Collected data entries:
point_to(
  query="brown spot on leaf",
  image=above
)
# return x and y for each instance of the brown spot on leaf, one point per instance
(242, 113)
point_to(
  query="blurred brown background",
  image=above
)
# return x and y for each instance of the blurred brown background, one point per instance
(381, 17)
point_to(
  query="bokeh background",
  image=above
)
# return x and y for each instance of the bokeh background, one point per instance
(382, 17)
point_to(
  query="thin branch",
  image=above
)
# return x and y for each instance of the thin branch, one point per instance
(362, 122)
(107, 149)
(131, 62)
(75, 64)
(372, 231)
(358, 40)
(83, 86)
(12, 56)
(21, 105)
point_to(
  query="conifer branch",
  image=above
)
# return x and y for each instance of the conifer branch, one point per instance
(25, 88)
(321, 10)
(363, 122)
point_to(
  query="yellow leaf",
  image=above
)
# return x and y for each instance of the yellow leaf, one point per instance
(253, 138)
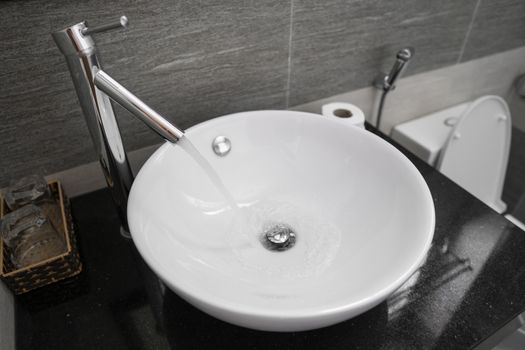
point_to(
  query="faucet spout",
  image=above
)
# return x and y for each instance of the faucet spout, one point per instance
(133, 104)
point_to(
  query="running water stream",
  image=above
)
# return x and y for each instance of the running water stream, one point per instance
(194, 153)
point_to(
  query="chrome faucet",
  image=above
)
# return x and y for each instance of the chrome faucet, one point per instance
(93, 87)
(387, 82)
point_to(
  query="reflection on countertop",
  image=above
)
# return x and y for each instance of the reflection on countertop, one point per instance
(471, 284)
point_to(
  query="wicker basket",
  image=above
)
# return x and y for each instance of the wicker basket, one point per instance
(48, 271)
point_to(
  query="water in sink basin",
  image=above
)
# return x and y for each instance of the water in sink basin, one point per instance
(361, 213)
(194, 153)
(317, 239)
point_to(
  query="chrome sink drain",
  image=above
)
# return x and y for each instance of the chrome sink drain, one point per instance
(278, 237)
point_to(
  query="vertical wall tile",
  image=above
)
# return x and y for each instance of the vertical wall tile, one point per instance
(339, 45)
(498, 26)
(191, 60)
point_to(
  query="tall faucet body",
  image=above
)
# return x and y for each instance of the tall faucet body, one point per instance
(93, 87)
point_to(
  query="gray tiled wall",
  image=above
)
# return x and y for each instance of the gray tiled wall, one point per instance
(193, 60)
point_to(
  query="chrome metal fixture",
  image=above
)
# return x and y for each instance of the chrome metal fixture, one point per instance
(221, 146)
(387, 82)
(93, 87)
==
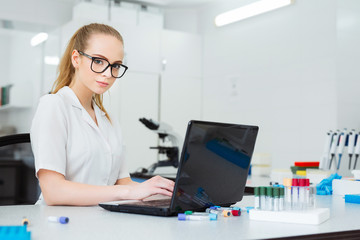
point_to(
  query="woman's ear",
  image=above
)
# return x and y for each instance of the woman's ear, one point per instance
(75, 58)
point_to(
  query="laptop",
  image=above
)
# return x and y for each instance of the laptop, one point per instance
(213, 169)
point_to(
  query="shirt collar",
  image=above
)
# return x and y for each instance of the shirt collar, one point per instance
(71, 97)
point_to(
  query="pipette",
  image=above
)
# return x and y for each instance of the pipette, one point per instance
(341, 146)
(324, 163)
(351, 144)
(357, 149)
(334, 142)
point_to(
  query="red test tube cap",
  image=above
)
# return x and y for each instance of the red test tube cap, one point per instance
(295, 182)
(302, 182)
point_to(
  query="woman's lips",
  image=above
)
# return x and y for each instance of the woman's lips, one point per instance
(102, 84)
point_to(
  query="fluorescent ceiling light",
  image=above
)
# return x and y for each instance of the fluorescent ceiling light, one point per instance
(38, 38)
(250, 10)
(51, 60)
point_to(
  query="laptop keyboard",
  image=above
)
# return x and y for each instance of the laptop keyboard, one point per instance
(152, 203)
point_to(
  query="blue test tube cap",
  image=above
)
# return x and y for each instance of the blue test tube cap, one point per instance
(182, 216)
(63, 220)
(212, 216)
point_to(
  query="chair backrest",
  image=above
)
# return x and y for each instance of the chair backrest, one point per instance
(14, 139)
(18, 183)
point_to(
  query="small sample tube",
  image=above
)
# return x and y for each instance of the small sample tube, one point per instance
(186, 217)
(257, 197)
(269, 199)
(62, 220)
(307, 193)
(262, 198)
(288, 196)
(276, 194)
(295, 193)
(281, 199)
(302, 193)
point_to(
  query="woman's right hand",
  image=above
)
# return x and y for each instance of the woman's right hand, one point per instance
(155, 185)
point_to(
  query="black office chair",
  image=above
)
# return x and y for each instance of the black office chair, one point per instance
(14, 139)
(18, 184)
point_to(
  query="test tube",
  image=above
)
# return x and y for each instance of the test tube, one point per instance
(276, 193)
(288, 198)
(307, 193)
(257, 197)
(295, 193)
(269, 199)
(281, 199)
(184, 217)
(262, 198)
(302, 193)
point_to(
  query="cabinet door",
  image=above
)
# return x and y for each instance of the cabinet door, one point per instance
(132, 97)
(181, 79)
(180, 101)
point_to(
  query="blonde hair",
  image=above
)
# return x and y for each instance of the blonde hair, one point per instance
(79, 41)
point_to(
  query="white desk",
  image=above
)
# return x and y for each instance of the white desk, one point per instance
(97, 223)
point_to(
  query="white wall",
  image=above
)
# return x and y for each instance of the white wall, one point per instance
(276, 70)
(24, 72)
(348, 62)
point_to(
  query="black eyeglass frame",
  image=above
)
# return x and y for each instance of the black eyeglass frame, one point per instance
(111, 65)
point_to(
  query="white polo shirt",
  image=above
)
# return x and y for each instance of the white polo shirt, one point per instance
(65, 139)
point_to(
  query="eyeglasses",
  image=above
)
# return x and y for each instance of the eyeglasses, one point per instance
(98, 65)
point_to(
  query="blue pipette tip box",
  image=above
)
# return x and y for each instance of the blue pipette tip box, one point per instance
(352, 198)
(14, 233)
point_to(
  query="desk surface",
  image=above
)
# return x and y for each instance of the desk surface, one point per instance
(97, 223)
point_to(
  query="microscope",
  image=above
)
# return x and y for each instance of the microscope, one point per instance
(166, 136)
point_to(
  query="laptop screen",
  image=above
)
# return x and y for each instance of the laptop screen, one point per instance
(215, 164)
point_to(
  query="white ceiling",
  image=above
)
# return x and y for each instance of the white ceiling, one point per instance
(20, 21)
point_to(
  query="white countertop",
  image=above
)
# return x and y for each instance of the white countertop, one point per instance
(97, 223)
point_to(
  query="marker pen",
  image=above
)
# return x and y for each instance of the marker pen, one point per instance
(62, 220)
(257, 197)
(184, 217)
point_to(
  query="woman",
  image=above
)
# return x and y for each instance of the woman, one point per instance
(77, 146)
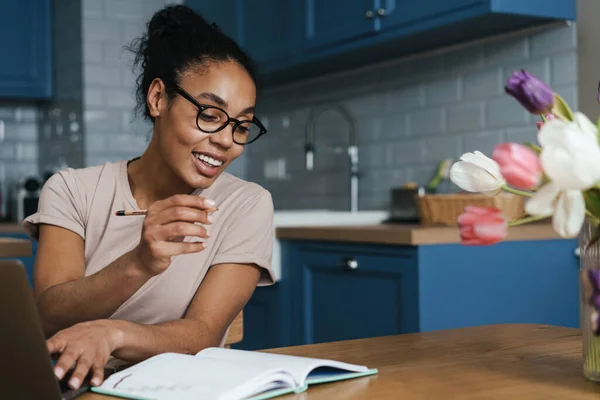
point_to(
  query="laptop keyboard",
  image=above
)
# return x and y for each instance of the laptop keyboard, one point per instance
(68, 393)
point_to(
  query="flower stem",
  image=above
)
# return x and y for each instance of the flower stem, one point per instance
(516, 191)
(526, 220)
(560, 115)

- DIRECTIVE: Pick out each line in the rows above that contains the word "faucet", and copy those lines.

- ANSWER TO THIS PROBLEM:
  query="faucet spout",
# return x and y for each instance of the faucet spout, one point per instance
  query="chrome faucet",
# return x and y for each instance of the chrome faucet, one point per instance
  query="tall faucet body",
# return x and y for each instance of the tall faucet body, one point per instance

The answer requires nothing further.